PROVIDED RECORDS: Begin
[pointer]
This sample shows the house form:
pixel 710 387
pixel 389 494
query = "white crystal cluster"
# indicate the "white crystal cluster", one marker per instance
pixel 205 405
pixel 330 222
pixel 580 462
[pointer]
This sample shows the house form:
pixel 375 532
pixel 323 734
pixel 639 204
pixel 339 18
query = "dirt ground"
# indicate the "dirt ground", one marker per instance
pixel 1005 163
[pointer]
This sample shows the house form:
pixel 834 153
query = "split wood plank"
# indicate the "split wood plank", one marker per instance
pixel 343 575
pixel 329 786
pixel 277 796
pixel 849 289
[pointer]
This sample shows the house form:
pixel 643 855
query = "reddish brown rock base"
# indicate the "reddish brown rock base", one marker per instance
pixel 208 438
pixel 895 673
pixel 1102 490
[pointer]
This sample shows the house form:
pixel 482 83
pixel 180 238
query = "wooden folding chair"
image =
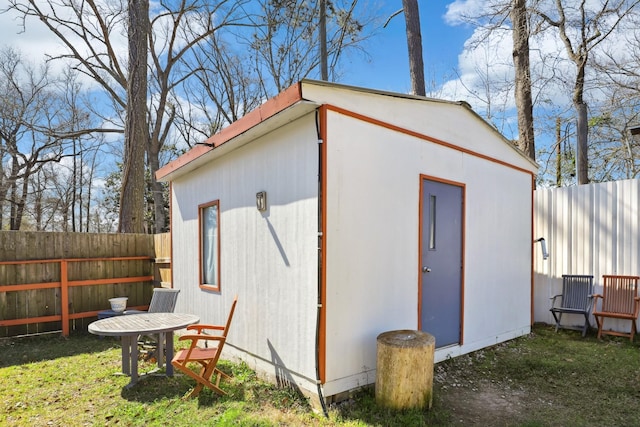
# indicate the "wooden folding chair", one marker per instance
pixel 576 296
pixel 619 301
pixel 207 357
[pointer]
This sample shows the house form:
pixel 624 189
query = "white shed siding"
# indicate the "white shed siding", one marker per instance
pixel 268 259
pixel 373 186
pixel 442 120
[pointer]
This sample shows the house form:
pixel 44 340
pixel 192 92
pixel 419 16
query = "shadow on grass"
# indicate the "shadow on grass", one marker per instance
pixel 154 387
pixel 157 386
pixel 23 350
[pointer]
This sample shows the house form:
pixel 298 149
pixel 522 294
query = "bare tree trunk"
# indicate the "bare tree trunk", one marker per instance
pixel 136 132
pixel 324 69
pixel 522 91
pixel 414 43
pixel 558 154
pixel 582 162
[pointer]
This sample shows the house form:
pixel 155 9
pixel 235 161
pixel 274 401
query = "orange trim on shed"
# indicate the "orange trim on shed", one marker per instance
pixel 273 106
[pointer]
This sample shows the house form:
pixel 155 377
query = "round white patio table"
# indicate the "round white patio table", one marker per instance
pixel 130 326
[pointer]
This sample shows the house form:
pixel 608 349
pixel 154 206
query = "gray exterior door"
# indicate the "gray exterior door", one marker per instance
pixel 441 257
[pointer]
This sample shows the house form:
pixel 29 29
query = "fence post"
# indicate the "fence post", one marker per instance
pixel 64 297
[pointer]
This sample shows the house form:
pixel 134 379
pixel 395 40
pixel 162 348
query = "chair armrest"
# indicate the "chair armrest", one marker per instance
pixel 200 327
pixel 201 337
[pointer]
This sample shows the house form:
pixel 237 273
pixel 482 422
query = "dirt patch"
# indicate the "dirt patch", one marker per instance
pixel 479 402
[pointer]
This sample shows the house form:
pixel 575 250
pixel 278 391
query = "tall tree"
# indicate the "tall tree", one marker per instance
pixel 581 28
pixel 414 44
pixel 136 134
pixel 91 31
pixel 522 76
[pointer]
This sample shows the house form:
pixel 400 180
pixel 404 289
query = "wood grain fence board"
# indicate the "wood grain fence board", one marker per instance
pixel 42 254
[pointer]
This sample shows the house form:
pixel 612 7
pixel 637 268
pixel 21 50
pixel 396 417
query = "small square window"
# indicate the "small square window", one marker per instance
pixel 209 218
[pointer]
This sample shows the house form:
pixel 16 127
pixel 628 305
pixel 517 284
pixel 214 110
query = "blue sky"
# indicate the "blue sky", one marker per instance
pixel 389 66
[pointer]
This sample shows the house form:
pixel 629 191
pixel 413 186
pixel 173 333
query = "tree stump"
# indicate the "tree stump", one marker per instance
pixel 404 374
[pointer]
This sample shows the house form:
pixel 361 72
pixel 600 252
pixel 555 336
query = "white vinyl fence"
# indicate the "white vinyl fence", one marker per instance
PROVIDED RECORDS: End
◆ WHAT IS EXPECTED:
Without the images, print all of the lines above exactly.

◆ RESULT OF THIS EXERCISE:
[pointer]
This sample shows the house form:
pixel 710 387
pixel 389 494
query = "white crystal cluster"
# indicate the "white crystal cluster", one marker per instance
pixel 205 405
pixel 330 222
pixel 580 462
[pointer]
This sample shows the house form:
pixel 375 532
pixel 323 734
pixel 639 204
pixel 339 18
query = "dirt ground"
# indicate the "dirt ground", one marker per instance
pixel 1005 163
[pointer]
This sample shows the house form:
pixel 834 153
query = "split wood plank"
# indicate the "split wood plank", one marker per instance
pixel 343 575
pixel 329 786
pixel 277 796
pixel 849 289
[pointer]
This sample shows the house form:
pixel 643 855
query = "reddish brown rock base"
# indicate the "reddish brown rock base", one marker per instance
pixel 208 438
pixel 895 673
pixel 1102 490
[pointer]
This sample shows the house form:
pixel 482 83
pixel 180 238
query = "wooden folding chair"
image =
# indicate the "wooden folding chair", one marker per instance
pixel 576 296
pixel 619 301
pixel 207 357
[pointer]
This sample shows the house form:
pixel 624 189
query = "white shed siding"
# indicate the "white shed siding", one marker per instance
pixel 268 259
pixel 373 186
pixel 442 120
[pointer]
This sample shows the house form:
pixel 44 340
pixel 192 92
pixel 419 16
query = "shadow on grass"
# indicate the "shadow on grass", one marker per instance
pixel 154 387
pixel 157 386
pixel 23 350
[pointer]
This sample shows the house form:
pixel 298 149
pixel 522 294
query = "bare tree trunk"
# indicate the "bare tree trunk", one marker per instance
pixel 136 132
pixel 324 69
pixel 522 91
pixel 414 43
pixel 558 154
pixel 582 162
[pointer]
This sample shows the house form:
pixel 155 9
pixel 235 161
pixel 274 401
query = "orange trim on shed"
# indicate the "orange trim on shed", one marker per instance
pixel 273 106
[pointer]
This sample shows the house form:
pixel 155 377
query = "round white patio table"
# indicate the "round white patio table", one marker per instance
pixel 130 326
[pointer]
This sample shows the house form:
pixel 608 349
pixel 154 206
query = "gray exterior door"
# indicate the "gray exterior door", one marker per instance
pixel 441 257
[pointer]
This sample shows the house form:
pixel 29 29
query = "fence post"
# indicate the "fence post", one marker per instance
pixel 64 297
[pointer]
This sample shows the house form:
pixel 134 379
pixel 395 40
pixel 162 348
query = "chair armrest"
# indicate the "chair armrest", one marker per instance
pixel 200 327
pixel 201 337
[pointer]
This sample shows the house form:
pixel 237 273
pixel 482 422
query = "dirt patch"
# indicate the "dirt patch", one marker per instance
pixel 479 402
[pointer]
This sample shows the house form:
pixel 575 250
pixel 278 391
query = "tall tree"
# indicate the "tall tree", one marker per instance
pixel 581 28
pixel 414 44
pixel 136 134
pixel 91 31
pixel 522 76
[pointer]
This sample shows the house form:
pixel 400 180
pixel 404 289
query = "wood grain fence board"
# indicate the "wood grain fence board", one marker per instance
pixel 42 254
[pointer]
This sample shows the house form:
pixel 612 7
pixel 637 268
pixel 21 50
pixel 396 417
query = "small square window"
# indicate the "small square window", one marker per instance
pixel 209 218
[pointer]
This sample shows the house form:
pixel 16 127
pixel 628 305
pixel 517 284
pixel 214 110
query = "blue sky"
# indicate the "blue sky", one marker per instance
pixel 389 66
[pointer]
This sample shows the house form:
pixel 629 191
pixel 413 186
pixel 173 333
query = "tree stump"
# indicate the "tree stump", one marker per instance
pixel 404 374
[pointer]
This sample shows the house form:
pixel 361 72
pixel 600 252
pixel 555 336
query = "white vinyl fence"
# indicate the "white vinyl fence", one marker per instance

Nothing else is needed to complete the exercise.